#### [RECORDS SUPPLIED]

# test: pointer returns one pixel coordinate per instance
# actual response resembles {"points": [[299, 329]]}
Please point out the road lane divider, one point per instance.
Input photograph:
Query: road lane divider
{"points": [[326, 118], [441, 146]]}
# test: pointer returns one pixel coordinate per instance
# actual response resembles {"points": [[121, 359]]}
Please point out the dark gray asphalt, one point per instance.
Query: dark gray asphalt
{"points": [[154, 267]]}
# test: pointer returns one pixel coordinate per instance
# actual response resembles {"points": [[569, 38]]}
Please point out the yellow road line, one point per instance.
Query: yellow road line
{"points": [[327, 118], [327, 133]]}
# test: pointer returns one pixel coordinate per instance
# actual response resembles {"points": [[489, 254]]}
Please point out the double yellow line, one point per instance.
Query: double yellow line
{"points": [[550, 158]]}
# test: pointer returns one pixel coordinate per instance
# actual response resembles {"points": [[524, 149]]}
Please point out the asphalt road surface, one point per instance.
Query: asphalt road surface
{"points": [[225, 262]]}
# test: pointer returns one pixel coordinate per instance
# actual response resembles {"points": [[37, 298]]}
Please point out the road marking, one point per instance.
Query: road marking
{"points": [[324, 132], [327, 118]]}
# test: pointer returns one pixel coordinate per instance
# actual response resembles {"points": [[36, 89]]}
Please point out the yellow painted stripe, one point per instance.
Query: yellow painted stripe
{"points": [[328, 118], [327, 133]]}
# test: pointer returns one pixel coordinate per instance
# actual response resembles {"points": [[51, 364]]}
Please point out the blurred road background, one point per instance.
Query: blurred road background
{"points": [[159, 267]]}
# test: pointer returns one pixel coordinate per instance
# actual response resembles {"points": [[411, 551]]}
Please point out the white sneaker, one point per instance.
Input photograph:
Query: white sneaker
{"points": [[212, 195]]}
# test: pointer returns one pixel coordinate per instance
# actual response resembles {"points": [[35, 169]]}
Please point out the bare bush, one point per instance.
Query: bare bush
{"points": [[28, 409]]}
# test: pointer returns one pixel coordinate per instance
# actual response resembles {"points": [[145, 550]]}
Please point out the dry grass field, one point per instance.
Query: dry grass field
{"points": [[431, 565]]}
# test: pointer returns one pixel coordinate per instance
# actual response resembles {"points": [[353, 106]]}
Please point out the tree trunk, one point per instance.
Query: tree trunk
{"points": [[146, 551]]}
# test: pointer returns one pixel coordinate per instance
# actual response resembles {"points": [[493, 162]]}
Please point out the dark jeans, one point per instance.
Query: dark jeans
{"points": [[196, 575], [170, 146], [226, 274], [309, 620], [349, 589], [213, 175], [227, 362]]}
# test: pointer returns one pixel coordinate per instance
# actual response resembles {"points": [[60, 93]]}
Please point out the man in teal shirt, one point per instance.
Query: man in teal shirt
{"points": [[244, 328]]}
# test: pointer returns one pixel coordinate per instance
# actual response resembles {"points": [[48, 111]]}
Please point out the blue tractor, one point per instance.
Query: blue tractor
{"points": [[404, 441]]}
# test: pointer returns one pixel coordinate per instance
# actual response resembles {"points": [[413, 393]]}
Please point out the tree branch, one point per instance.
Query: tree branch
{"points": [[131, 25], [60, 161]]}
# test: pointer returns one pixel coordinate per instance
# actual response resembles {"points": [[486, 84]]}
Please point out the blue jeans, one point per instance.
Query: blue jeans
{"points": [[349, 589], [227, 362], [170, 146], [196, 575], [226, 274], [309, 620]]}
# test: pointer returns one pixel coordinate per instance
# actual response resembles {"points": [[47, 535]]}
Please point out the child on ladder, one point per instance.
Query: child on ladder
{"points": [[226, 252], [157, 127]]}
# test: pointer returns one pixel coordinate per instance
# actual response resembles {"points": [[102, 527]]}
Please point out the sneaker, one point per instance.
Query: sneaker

#### [TASK DETAILS]
Write down all the entries again without a single difference.

#### [SOLUTION BELOW]
# test: pointer returns one pixel coordinate per instance
# actual response resembles {"points": [[299, 329]]}
Please point out the road lane divider, one point per instance.
Input photograph:
Query: road lane divider
{"points": [[326, 118], [441, 146]]}
# test: pointer returns one pixel coordinate per instance
# actual response resembles {"points": [[121, 359]]}
Please point out the dark gray asphalt, one point per instance.
Query: dark gray asphalt
{"points": [[154, 267]]}
# test: pointer returns one pixel coordinate per instance
# actual response resembles {"points": [[569, 38]]}
Please point out the yellow road line, one point per instance.
Query: yellow road line
{"points": [[327, 118], [327, 133]]}
# test: pointer returns one pixel coordinate per instance
# actual response resembles {"points": [[489, 254]]}
Please point out the double yellow line, one point per instance.
Query: double yellow line
{"points": [[550, 158]]}
# test: pointer returns one pixel coordinate per instance
# actual response resembles {"points": [[524, 149]]}
Please point out the asphalt road surface, one point per instance.
Query: asphalt road surface
{"points": [[225, 262]]}
# test: pointer returns one pixel coordinate per instance
# actual response resembles {"points": [[37, 298]]}
Please point out the road marking, one point per instance.
Query: road marking
{"points": [[324, 132], [327, 118]]}
# test: pointer returns one pixel coordinate per instance
# actual response resembles {"points": [[36, 89]]}
Please point out the yellow painted stripe, one point per instance.
Query: yellow painted stripe
{"points": [[328, 118], [327, 133]]}
# test: pointer returns one pixel coordinate per instance
# actual response resembles {"points": [[51, 364]]}
Please point out the blurred road background, one point per instance.
Query: blurred road background
{"points": [[159, 267]]}
# test: pointer returns one pixel coordinate per instance
# actual response resembles {"points": [[411, 551]]}
Please point out the white sneaker, one point per instance.
Input photograph:
Query: white sneaker
{"points": [[212, 195]]}
# test: pointer returns one pixel coordinate per instance
# actual response resembles {"points": [[35, 169]]}
Please point out the bare bush, one point per instance.
Query: bare bush
{"points": [[28, 409]]}
# test: pointer returns one pixel coordinate per instance
# actual response resembles {"points": [[145, 550]]}
Please point out the dry grass field, one point per instance.
Query: dry grass field
{"points": [[431, 565]]}
# test: pointer returns one pixel coordinate per instance
# actual response resembles {"points": [[353, 106]]}
Please point out the tree trunk, one point per instance.
Query: tree trunk
{"points": [[146, 551]]}
# test: pointer returns one pixel coordinate per instance
# actual response resembles {"points": [[493, 162]]}
Please point out the dark jeans, one point per instance.
Query: dark jeans
{"points": [[196, 575], [170, 146], [226, 274], [309, 620], [349, 589], [213, 175], [227, 362]]}
# test: pointer returns one pixel coordinate per instance
# actual response resembles {"points": [[60, 93]]}
Please point out the man in teal shirt, one point per instance.
Query: man in teal shirt
{"points": [[244, 328]]}
# test: pointer returns one pixel coordinate per instance
# actual response resembles {"points": [[48, 111]]}
Please point out the blue tractor, one point per instance.
Query: blue tractor
{"points": [[404, 441]]}
# test: pointer returns one pixel coordinate per instance
# actual response resembles {"points": [[413, 393]]}
Please point out the tree branch, one point per instance.
Query: tree branch
{"points": [[131, 25], [60, 161]]}
# test: pointer returns one pixel coordinate per instance
# actual response resembles {"points": [[486, 84]]}
Please point out the blue jeans, one point per instance.
Query: blue jeans
{"points": [[349, 589], [227, 362], [170, 146], [196, 575], [226, 274], [309, 620]]}
# test: pointer returns one pixel coordinate per instance
# actual response resembles {"points": [[47, 535]]}
Please point out the child on ladder, one point per instance.
Query: child on ladder
{"points": [[226, 252], [157, 127]]}
# test: pointer returns one pixel coordinate per instance
# actual response resembles {"points": [[102, 527]]}
Please point out the sneaker, one point per instance.
Query: sneaker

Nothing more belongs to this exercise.